● Source excerpt
---

Here the Extension attribute indicates that this is a function that extends another class. The type of the first parameter, in this case the parameter source has type IEnumerable(Of TSource), gives the class that this method extends. The other parameters are passed to this method. In other words, this code allows you to call the OrderBy function for an object of type IEnumerable(Of TSource), passing it a key_selector of type Func(Of TSource, TKey). Confusing enough for you? For more information on extension methods, see the section "Extension Methods" in Chapter 17, "Subroutines and Functions" of the book, Visual Basic 2008 Programmer’s Reference (Wrox, 2008, ISBN: 978-0-470-18262-8).

This is technically correct, but not necessarily very useful. If you look closely at the examples in the previous section, you can see how this definition matches up with the use of the OrderBy method and the OrderByAmount function. In those examples, TSource corresponds to the Customer class and TKey corresponds to the Decimal type. In the definition of OrderBy shown here, the source parameter has type IEnumerable(Of Customer). The key_selector parameter is the OrderByAmount function, which takes a Customer (TSource) parameter and returns a Decimal (TKey). The OrderBy method itself returns an IEnumerable(Customer), corresponding to IEnumerable(TSource).

---

● Provided records
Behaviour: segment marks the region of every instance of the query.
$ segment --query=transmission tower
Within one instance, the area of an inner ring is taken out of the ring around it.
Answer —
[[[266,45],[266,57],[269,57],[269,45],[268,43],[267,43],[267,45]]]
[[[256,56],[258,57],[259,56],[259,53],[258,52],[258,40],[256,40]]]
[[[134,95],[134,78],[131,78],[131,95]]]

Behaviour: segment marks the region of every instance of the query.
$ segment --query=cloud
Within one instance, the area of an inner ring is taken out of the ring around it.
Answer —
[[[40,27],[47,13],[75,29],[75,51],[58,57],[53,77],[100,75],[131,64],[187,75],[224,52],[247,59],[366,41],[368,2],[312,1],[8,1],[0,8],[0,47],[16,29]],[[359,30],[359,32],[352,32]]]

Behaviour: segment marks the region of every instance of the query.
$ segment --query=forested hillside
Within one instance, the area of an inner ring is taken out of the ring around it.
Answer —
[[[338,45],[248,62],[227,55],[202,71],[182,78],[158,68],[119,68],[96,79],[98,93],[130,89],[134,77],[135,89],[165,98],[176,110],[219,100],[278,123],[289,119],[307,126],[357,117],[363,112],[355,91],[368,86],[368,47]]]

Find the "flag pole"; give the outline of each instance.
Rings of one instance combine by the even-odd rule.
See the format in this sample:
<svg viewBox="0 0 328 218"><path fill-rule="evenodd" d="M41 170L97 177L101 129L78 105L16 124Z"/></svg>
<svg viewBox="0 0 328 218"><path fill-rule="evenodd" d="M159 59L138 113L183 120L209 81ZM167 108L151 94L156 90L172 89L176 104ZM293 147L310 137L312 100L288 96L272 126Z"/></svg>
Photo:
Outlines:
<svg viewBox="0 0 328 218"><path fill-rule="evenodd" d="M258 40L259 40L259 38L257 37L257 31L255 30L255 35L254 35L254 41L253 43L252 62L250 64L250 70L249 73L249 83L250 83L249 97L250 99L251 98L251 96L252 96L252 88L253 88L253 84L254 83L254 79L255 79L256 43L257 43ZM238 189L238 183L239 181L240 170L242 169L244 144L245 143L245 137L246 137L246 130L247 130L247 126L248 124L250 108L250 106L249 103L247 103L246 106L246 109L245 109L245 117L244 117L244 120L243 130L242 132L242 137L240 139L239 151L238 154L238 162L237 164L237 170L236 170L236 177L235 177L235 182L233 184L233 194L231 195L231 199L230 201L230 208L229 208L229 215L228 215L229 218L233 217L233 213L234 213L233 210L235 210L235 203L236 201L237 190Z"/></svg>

---

● Exercise instructions
• A. Repeat, word for word, the portion of the OrderBy excerpt that begins with "This is technically" and ends with "corresponding to IEnumerable(TSource).".
• B. Render this sentence from the OrderBy excerpt in Spanish: "In those examples, TSource corresponds to the Customer class and TKey corresponds to the Decimal type."

● Task solutions
• A.
This is technically correct, but not necessarily very useful. If you look closely at the examples in the previous section, you can see how this definition matches up with the use of the OrderBy method and the OrderByAmount function. In those examples, TSource corresponds to the Customer class and TKey corresponds to the Decimal type. In the definition of OrderBy shown here, the source parameter has type IEnumerable(Of Customer). The key_selector parameter is the OrderByAmount function, which takes a Customer (TSource) parameter and returns a Decimal (TKey). The OrderBy method itself returns an IEnumerable(Customer), corresponding to IEnumerable(TSource).

• B. En esos ejemplos, TSource corresponde a la clase Customer y TKey corresponde al tipo Decimal.